Each record that follows is to be reproduced character for character, pictures excepted.

Record excerpts Block Start

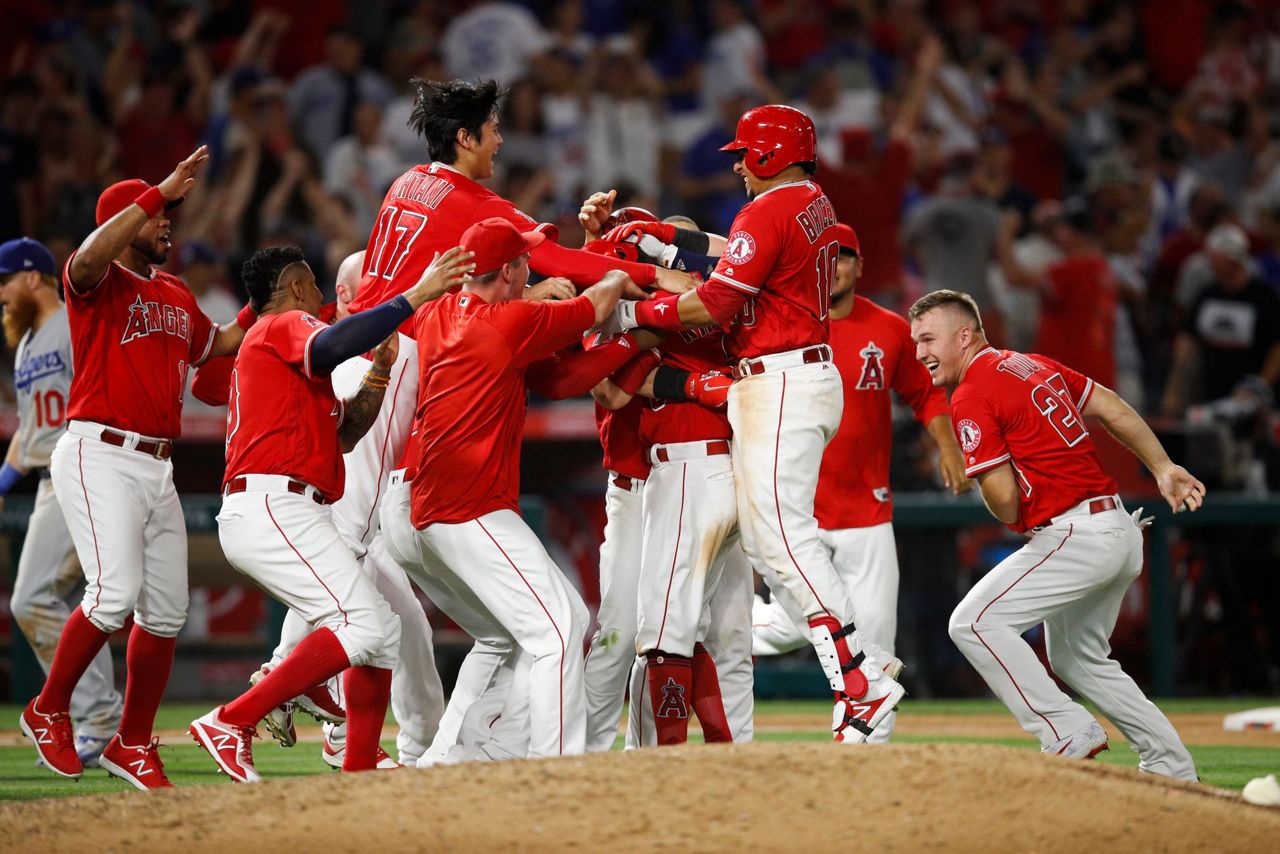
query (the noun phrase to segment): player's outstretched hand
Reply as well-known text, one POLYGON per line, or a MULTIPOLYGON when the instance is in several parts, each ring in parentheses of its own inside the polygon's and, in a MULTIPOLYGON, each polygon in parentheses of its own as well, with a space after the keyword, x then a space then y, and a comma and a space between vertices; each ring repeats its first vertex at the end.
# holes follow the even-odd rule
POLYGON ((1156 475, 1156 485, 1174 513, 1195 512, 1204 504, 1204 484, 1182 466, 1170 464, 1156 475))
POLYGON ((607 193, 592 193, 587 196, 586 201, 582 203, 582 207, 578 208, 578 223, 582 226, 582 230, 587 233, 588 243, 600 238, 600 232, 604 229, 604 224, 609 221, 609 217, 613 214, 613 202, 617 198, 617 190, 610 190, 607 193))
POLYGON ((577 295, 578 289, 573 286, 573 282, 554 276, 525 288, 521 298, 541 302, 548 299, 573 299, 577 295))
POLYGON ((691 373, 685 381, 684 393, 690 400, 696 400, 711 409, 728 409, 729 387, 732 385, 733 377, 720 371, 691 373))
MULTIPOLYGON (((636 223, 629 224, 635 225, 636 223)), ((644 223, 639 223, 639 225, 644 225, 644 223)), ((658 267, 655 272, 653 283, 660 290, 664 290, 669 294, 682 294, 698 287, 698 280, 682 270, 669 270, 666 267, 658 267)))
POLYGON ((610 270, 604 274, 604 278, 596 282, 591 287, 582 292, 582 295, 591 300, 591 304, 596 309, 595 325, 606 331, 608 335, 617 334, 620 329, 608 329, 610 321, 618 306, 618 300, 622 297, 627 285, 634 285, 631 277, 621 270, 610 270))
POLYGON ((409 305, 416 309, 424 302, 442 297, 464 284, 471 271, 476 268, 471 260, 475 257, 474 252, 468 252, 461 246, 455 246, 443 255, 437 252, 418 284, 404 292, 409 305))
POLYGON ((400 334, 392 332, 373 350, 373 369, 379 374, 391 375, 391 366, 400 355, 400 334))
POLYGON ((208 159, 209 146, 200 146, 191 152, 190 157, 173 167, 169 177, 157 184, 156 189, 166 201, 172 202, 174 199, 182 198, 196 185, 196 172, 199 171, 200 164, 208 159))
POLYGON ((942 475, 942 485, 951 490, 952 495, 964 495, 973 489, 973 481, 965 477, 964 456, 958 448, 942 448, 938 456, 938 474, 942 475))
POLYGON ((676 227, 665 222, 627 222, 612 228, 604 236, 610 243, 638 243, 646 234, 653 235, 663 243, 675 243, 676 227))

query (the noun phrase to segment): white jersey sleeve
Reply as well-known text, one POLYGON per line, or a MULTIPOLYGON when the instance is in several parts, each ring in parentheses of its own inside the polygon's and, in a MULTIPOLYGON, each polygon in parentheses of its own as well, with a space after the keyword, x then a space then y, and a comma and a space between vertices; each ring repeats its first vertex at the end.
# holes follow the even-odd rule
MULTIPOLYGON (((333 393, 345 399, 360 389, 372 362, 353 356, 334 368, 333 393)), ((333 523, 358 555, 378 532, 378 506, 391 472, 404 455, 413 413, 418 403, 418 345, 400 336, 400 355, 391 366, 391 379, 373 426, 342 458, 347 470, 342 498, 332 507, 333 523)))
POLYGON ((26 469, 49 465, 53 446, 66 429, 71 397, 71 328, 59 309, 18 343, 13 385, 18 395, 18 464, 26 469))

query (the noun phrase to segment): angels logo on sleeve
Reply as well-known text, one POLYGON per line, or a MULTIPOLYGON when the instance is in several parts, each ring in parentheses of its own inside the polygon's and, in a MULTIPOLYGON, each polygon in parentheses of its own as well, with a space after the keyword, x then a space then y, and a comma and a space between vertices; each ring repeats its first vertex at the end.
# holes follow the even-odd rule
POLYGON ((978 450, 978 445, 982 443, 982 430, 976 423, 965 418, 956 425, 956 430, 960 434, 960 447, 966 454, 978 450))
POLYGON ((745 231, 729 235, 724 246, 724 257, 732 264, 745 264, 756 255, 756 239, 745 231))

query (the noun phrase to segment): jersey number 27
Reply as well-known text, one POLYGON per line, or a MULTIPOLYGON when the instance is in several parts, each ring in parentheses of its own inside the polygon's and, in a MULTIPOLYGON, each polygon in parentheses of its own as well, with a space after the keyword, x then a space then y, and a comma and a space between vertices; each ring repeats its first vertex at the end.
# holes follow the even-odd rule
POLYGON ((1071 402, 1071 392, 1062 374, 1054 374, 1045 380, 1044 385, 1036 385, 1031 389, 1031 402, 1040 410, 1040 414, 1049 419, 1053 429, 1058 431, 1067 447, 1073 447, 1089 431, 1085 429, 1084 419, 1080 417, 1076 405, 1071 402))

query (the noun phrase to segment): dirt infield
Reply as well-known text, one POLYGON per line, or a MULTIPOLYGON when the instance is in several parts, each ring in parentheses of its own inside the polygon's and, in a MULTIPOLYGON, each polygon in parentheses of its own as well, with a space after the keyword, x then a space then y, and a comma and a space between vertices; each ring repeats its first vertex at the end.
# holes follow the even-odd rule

Record excerpts Block End

_Answer section_
query (the noun phrase to segment): player's outstretched hand
Reply as well-known text, one POLYGON per line, or a MULTIPOLYGON when the instance is in several parts, each ring in parentheses of its own inside the polygon's and, in a MULTIPOLYGON, each polygon in parentheses of its own as well, with a space after the keyword, x then a space then y, and a comma and a space between vertices; each ring repeats its first vertex at the end.
# holes follow the even-odd rule
POLYGON ((1156 475, 1156 485, 1174 513, 1195 512, 1204 504, 1204 484, 1182 466, 1170 464, 1156 475))
POLYGON ((607 193, 592 193, 587 196, 586 201, 582 203, 582 207, 578 208, 578 223, 582 226, 582 230, 587 233, 588 243, 600 238, 600 232, 604 229, 604 224, 609 221, 609 217, 613 214, 613 202, 617 198, 617 190, 610 190, 607 193))
POLYGON ((577 295, 578 289, 573 286, 573 282, 554 276, 525 288, 521 298, 541 302, 548 299, 573 299, 577 295))
POLYGON ((691 373, 685 381, 684 393, 690 400, 696 400, 711 409, 728 409, 729 387, 732 385, 733 377, 720 371, 691 373))
MULTIPOLYGON (((636 223, 629 224, 635 225, 636 223)), ((644 223, 639 223, 639 225, 644 225, 644 223)), ((658 267, 655 272, 653 283, 660 290, 664 290, 669 294, 682 294, 698 287, 698 280, 682 270, 669 270, 666 267, 658 267)))
POLYGON ((610 270, 604 274, 604 278, 596 282, 591 287, 582 292, 582 295, 591 300, 591 304, 596 309, 595 325, 606 331, 608 335, 617 334, 620 329, 608 329, 610 321, 618 306, 618 300, 622 297, 627 285, 634 285, 631 277, 621 270, 610 270))
POLYGON ((409 305, 416 309, 424 302, 442 297, 464 284, 471 271, 476 268, 471 260, 475 257, 474 252, 468 252, 461 246, 455 246, 443 255, 437 252, 418 284, 404 292, 409 305))
POLYGON ((400 334, 392 332, 373 350, 373 369, 379 374, 391 375, 391 366, 400 355, 400 334))
POLYGON ((208 159, 209 146, 200 146, 191 152, 190 157, 173 167, 169 177, 157 184, 156 189, 166 201, 172 202, 174 199, 182 198, 196 185, 196 172, 199 171, 200 164, 208 159))
POLYGON ((942 475, 942 485, 951 490, 952 495, 964 495, 973 489, 973 481, 965 477, 964 456, 958 448, 942 448, 938 456, 938 474, 942 475))
POLYGON ((676 227, 665 222, 627 222, 612 228, 604 236, 610 243, 638 243, 646 234, 653 235, 663 243, 675 243, 676 227))

query (the noun phrase to segment): white jersey sleeve
Reply as well-known text, one POLYGON per line, or a MULTIPOLYGON when the instance is in several parts, each ring in parentheses of its own inside the polygon's and, in a MULTIPOLYGON, each polygon in parentheses of its own as well, with a space after the keyword, x then a space then y, and a comma and a space between vertices; each ring repeats its first vertex at the end.
# holes follow the even-odd rule
MULTIPOLYGON (((333 393, 345 399, 360 389, 372 362, 353 356, 334 368, 333 393)), ((333 523, 358 555, 378 532, 378 506, 391 472, 404 455, 413 413, 418 403, 418 345, 400 336, 400 355, 391 366, 391 379, 373 426, 342 458, 347 470, 342 498, 332 507, 333 523)))
POLYGON ((26 469, 49 465, 53 446, 66 429, 71 397, 71 328, 59 309, 18 343, 13 385, 18 395, 18 464, 26 469))

query (the noun phrase to segment): angels logo on sleeve
Reply as well-known text, one POLYGON per line, or a MULTIPOLYGON when the instance is in several parts, each ring in parentheses of its own inside the polygon's and, in a MULTIPOLYGON, each polygon in parentheses of its own as well, with a space after the keyword, x then a space then y, and a comma and a space between vertices; each ring repeats its first vertex at the end.
# holes follow the even-odd rule
POLYGON ((978 450, 978 445, 982 443, 982 430, 976 423, 965 418, 956 425, 956 430, 960 434, 960 447, 966 454, 978 450))
POLYGON ((745 231, 729 235, 724 246, 724 257, 732 264, 745 264, 756 255, 756 239, 745 231))

query (the noun phrase to segment): jersey number 27
Reply as well-known text, one POLYGON per line, or a MULTIPOLYGON when the instance is in several parts, each ring in parentheses of its own inside the polygon's and, in a MULTIPOLYGON, each polygon in parentheses of its own as well, with a space after the keyword, x then a space then y, and a comma and a space between vertices; each ring repeats its first vertex at the end.
# holes follow the even-odd rule
POLYGON ((1071 402, 1071 392, 1062 374, 1054 374, 1045 380, 1044 385, 1036 385, 1031 389, 1031 402, 1040 410, 1040 414, 1049 419, 1053 429, 1058 431, 1067 447, 1073 447, 1089 431, 1085 429, 1084 419, 1080 417, 1076 405, 1071 402))

query (the noun phrase to segment): dirt infield
Reply as well-known text, one POLYGON per line, or a MULTIPOLYGON when the instance is in several parts, each ring in parentheses of its own inside the polygon's and, in a MULTIPOLYGON, each polygon in parentheses of its own as well, with a space after the keyword, x then a space then y, and a comma and a space between vertices; each ring repeats its first vertex at the end.
# holes follow the even-odd rule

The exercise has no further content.